## SET EXERCISE
The output should consist solely of the line containing "Where can you spot the white building" and the lines that follow it through the end of the data below.

## Start TASK MATERIAL

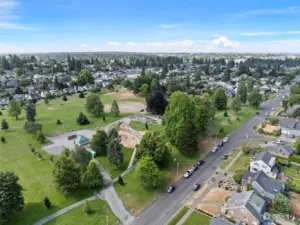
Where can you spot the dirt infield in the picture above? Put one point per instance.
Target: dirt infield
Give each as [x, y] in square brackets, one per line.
[121, 95]
[217, 195]
[127, 107]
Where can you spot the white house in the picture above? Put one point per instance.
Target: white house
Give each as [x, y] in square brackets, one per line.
[264, 161]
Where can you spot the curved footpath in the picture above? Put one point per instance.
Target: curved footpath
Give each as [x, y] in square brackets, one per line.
[108, 193]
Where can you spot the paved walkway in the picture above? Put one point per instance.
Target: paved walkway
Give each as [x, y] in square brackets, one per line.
[64, 210]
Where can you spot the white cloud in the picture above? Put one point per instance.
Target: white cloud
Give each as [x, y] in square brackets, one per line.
[113, 43]
[84, 46]
[288, 10]
[168, 26]
[224, 42]
[13, 26]
[268, 33]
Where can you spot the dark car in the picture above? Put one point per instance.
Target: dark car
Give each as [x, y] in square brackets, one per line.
[171, 189]
[200, 162]
[196, 187]
[220, 144]
[195, 167]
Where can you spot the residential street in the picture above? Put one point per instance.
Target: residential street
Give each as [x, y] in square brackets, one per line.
[168, 204]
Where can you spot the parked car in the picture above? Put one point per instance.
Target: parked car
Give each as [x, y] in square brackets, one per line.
[195, 167]
[225, 156]
[225, 140]
[214, 149]
[200, 162]
[171, 188]
[220, 144]
[188, 173]
[196, 187]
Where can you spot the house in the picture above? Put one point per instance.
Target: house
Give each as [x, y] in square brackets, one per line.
[264, 161]
[279, 150]
[246, 207]
[81, 140]
[289, 126]
[221, 221]
[264, 186]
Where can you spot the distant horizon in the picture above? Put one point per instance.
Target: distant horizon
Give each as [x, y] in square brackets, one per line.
[153, 27]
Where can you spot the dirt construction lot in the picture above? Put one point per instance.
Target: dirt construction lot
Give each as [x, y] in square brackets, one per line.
[127, 107]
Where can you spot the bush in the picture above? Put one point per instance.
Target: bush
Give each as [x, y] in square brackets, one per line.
[120, 180]
[246, 150]
[32, 127]
[82, 119]
[86, 208]
[221, 130]
[225, 114]
[294, 159]
[81, 95]
[47, 203]
[273, 120]
[238, 176]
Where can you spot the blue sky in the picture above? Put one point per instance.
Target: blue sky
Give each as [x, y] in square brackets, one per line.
[152, 26]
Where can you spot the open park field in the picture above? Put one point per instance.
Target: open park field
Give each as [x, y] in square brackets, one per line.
[36, 176]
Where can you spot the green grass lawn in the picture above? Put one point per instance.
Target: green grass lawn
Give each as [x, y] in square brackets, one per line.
[111, 169]
[226, 162]
[139, 126]
[100, 215]
[197, 219]
[292, 171]
[241, 163]
[221, 121]
[134, 197]
[179, 215]
[36, 176]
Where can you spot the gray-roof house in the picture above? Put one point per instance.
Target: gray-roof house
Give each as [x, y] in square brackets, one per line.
[264, 161]
[221, 221]
[246, 207]
[266, 187]
[289, 126]
[280, 150]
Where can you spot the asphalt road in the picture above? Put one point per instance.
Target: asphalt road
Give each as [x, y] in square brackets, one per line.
[160, 212]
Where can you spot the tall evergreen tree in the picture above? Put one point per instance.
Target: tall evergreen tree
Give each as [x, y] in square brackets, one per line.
[115, 109]
[30, 111]
[242, 92]
[114, 152]
[11, 198]
[14, 109]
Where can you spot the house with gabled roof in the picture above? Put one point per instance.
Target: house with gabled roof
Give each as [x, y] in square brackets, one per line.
[264, 161]
[264, 186]
[246, 207]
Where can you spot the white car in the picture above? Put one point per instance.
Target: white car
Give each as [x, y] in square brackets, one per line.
[225, 140]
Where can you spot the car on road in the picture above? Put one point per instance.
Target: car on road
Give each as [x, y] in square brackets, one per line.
[225, 156]
[225, 140]
[196, 187]
[200, 162]
[171, 188]
[214, 149]
[220, 144]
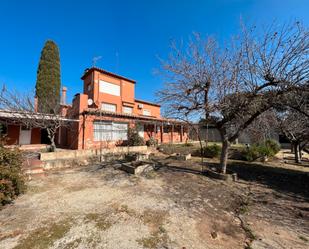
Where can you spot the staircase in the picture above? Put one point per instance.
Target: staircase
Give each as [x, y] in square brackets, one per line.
[33, 166]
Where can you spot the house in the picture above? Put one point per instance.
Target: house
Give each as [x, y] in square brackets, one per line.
[107, 108]
[100, 116]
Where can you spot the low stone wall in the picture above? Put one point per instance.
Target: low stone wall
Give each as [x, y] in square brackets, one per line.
[78, 154]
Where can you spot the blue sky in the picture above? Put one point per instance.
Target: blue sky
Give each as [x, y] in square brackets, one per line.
[138, 31]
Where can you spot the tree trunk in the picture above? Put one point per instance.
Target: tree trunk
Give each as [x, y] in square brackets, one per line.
[296, 152]
[224, 155]
[300, 154]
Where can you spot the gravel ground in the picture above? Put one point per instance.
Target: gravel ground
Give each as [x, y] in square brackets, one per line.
[102, 207]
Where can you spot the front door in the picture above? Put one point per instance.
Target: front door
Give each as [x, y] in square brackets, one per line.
[24, 135]
[140, 130]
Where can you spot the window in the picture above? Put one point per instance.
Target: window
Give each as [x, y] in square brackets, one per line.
[166, 129]
[3, 129]
[127, 110]
[109, 88]
[108, 107]
[146, 112]
[109, 131]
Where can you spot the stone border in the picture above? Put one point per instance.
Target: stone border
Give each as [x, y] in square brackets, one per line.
[220, 176]
[76, 154]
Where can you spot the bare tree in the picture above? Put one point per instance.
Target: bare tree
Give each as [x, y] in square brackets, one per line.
[21, 109]
[233, 85]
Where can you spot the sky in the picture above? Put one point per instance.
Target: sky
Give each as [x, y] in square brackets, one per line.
[129, 36]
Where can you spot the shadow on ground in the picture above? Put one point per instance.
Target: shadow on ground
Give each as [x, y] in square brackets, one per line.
[292, 182]
[281, 179]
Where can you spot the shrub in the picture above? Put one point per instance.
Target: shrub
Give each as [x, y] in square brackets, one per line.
[273, 145]
[152, 142]
[11, 178]
[267, 149]
[252, 153]
[134, 139]
[212, 151]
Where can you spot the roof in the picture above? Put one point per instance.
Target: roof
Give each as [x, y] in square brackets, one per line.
[146, 102]
[90, 70]
[132, 116]
[31, 115]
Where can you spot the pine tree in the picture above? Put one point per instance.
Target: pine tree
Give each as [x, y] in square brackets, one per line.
[48, 78]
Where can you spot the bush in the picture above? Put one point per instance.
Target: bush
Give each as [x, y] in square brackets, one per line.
[11, 178]
[134, 139]
[212, 151]
[260, 151]
[152, 142]
[273, 145]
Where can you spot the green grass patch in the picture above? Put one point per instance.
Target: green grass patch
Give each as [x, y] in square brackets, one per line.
[100, 221]
[44, 237]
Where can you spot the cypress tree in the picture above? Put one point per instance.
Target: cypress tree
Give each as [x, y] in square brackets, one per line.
[48, 79]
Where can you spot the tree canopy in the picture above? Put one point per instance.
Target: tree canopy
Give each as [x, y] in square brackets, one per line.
[48, 78]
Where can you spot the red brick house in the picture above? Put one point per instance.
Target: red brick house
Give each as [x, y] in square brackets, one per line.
[102, 115]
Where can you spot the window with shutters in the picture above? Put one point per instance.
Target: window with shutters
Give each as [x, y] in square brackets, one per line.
[109, 131]
[108, 107]
[127, 110]
[146, 112]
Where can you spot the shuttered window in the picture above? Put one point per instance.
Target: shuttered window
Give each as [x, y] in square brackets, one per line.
[146, 112]
[127, 110]
[108, 107]
[110, 131]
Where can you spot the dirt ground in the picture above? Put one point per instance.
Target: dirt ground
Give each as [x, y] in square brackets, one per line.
[175, 206]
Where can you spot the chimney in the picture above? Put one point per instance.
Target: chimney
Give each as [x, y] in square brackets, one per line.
[63, 95]
[35, 104]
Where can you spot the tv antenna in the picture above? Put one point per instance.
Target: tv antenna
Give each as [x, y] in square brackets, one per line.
[95, 60]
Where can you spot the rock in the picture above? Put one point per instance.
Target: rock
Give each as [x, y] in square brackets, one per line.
[214, 235]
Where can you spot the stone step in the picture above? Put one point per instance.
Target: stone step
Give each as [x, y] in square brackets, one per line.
[34, 170]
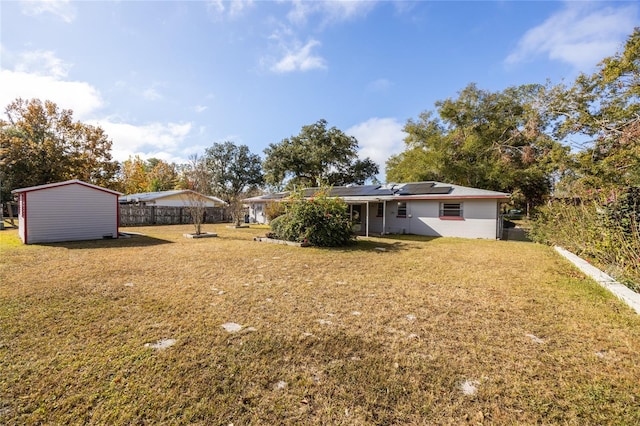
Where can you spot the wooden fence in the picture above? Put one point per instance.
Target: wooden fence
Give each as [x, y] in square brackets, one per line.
[138, 215]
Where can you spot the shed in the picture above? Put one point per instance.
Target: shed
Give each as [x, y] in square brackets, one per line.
[67, 211]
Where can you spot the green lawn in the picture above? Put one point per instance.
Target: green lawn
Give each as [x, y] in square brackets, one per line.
[389, 331]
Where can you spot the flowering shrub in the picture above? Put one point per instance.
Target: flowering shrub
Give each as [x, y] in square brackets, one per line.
[320, 221]
[603, 227]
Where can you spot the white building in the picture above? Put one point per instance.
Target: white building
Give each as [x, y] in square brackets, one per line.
[67, 211]
[420, 208]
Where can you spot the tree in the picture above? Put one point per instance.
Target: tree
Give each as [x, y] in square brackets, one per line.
[233, 171]
[603, 111]
[152, 175]
[40, 144]
[321, 220]
[482, 139]
[163, 176]
[134, 176]
[317, 156]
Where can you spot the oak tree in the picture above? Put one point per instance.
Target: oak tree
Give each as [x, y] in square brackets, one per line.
[233, 172]
[316, 156]
[41, 143]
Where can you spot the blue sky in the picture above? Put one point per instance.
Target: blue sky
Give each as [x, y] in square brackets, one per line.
[168, 79]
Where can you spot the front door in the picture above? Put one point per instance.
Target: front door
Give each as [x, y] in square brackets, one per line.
[356, 218]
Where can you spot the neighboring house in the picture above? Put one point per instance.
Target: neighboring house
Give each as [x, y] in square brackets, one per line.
[421, 208]
[67, 211]
[177, 198]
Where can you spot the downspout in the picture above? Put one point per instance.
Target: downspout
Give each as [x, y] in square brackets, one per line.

## End TASK MATERIAL

## RESPONSE BELOW
Where can you spot the white building in the picture above? Put one point per instance.
Target: white building
Give each as [x, y] in square brackets, one per line.
[67, 211]
[420, 208]
Where can you spot the tree in the picture above? Put one point per instance.
Target: tree
Give each as [x, y] in square brackets, one per line.
[233, 171]
[603, 111]
[152, 175]
[40, 144]
[321, 220]
[482, 139]
[163, 176]
[134, 176]
[317, 156]
Where can you spot the oak tree in the picture above? Put one point per instance.
Target: oak tree
Give each as [x, y] in square brackets, one per line.
[233, 172]
[316, 156]
[41, 143]
Where can you spot the blue sky in the picture above? Put one point per instance.
Target: blue sky
Give each as [x, y] in square brackets, one per line.
[168, 79]
Where can you spot the front door in the picture above? Put one point per instance.
Target: front door
Give each as [x, y] in square brackets, one per line.
[356, 218]
Where can you spot the neighboring house in the picture above? Put one point per instance.
Target: neighboring house
Give each as [x, y] in square brackets, one per line.
[421, 208]
[67, 211]
[177, 198]
Where can you spot the downspout in the picture above? Put one point per instance.
Target: downspout
Give each as [x, y] in square brackets, one per line.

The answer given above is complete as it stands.